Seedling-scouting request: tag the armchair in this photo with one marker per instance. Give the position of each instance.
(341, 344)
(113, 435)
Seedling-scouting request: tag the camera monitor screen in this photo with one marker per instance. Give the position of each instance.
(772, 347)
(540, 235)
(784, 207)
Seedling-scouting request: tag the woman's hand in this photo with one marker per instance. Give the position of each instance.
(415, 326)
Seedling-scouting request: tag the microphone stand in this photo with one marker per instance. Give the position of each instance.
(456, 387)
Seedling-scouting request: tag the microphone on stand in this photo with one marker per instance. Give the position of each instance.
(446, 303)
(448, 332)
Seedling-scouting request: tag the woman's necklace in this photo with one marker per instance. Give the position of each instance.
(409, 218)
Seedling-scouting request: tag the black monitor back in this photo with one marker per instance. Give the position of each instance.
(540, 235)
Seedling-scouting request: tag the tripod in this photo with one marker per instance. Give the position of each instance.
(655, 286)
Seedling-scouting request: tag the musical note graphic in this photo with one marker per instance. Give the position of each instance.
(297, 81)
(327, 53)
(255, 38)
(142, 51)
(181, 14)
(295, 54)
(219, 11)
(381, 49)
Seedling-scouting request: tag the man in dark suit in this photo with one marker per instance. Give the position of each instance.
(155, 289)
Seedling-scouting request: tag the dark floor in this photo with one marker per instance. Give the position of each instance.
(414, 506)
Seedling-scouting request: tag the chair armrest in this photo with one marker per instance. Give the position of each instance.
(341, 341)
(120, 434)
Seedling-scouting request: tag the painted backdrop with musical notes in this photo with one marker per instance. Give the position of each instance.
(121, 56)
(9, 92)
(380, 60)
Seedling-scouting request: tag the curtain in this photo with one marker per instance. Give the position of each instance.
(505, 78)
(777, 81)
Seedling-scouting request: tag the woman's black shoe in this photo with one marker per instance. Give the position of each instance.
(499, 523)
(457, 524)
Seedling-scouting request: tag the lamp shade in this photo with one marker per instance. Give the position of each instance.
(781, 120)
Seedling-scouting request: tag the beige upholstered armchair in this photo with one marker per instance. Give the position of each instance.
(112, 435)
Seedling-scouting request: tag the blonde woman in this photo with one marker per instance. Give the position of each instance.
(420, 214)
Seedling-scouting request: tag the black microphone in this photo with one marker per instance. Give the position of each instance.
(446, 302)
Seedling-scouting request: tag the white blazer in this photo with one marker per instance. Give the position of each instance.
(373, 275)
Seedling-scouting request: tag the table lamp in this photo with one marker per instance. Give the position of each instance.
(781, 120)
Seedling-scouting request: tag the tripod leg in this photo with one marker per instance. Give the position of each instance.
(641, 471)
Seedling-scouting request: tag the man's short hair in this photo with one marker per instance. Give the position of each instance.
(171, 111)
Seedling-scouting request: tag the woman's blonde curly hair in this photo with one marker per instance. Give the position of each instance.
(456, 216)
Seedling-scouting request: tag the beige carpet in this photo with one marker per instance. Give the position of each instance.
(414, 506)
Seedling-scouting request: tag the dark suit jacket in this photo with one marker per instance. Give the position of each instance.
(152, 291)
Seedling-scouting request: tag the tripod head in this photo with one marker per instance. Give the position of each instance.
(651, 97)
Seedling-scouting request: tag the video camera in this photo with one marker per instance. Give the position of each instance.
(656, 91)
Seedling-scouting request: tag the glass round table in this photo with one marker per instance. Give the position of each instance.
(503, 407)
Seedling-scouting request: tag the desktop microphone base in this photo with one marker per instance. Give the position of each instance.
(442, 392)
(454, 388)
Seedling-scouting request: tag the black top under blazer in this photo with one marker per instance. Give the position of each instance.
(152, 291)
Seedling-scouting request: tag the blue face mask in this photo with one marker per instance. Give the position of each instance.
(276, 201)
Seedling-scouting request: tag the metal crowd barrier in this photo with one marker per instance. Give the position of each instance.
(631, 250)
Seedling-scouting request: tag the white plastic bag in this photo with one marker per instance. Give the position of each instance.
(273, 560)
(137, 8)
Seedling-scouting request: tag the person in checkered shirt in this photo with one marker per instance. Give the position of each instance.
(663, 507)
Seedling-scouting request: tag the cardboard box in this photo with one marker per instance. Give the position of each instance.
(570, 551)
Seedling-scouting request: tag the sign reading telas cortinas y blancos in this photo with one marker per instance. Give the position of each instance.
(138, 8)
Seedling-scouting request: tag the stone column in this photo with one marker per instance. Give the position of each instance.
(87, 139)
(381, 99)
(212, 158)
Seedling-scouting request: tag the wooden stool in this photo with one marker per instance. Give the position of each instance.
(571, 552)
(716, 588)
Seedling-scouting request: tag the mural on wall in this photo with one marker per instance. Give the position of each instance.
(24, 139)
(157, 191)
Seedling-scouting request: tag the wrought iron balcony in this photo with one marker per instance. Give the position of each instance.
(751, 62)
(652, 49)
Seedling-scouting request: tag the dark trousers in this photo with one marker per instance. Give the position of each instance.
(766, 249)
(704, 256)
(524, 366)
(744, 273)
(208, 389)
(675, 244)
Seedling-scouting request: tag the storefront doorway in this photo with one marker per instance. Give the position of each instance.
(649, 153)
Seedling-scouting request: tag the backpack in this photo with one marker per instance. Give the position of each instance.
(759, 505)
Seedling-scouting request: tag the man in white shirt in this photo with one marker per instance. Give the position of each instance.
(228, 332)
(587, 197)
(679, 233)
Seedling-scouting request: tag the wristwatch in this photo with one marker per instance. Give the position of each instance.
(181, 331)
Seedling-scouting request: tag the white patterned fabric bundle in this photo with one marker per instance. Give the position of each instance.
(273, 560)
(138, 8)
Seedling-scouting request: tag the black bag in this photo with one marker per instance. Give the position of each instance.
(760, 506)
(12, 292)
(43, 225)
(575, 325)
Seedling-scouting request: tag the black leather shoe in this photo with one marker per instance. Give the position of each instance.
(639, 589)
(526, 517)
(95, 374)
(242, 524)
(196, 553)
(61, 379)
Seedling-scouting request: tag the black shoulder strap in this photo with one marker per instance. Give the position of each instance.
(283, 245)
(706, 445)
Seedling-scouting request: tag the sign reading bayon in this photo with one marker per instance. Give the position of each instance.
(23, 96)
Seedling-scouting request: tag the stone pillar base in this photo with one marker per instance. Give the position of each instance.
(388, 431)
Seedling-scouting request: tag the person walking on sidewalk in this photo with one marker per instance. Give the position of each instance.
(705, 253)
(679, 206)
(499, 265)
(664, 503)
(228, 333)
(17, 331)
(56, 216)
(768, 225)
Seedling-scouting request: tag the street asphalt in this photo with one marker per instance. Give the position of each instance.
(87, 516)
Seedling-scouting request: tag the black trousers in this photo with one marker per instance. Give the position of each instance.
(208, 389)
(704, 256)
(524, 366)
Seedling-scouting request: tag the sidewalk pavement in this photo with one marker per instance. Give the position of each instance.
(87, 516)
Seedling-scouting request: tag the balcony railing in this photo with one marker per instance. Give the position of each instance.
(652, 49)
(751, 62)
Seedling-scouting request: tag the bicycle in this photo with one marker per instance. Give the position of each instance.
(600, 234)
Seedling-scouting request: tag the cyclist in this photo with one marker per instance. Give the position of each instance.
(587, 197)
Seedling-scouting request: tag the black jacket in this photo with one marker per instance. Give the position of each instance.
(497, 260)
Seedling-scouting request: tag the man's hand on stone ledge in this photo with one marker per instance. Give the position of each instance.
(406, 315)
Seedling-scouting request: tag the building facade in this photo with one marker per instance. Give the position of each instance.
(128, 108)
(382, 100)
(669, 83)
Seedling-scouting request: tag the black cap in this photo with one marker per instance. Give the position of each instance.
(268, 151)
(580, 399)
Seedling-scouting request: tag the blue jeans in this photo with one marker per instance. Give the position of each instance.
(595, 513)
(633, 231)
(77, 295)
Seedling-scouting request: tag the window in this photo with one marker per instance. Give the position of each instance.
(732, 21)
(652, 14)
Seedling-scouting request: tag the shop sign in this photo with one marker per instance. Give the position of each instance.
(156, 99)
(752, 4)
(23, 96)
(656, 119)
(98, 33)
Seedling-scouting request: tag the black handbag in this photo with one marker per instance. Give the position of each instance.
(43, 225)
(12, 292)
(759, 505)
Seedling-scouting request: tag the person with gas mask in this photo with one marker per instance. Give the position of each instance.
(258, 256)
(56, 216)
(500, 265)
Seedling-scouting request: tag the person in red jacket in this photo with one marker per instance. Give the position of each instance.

┄┄┄┄┄┄┄┄┄┄

Set down, exactly and only, the lines running from the one holding "Seedling-scouting request: tag the person with" through the end of the records above, both ends included.

Seedling-scouting request: tag the person with gas mask in this photo with one marker per instance. Give the position of each instance.
(258, 256)
(56, 216)
(500, 265)
Seedling-scouting request: tag the person in red jacket in this photo with one marker per instance. Give the position of each instance.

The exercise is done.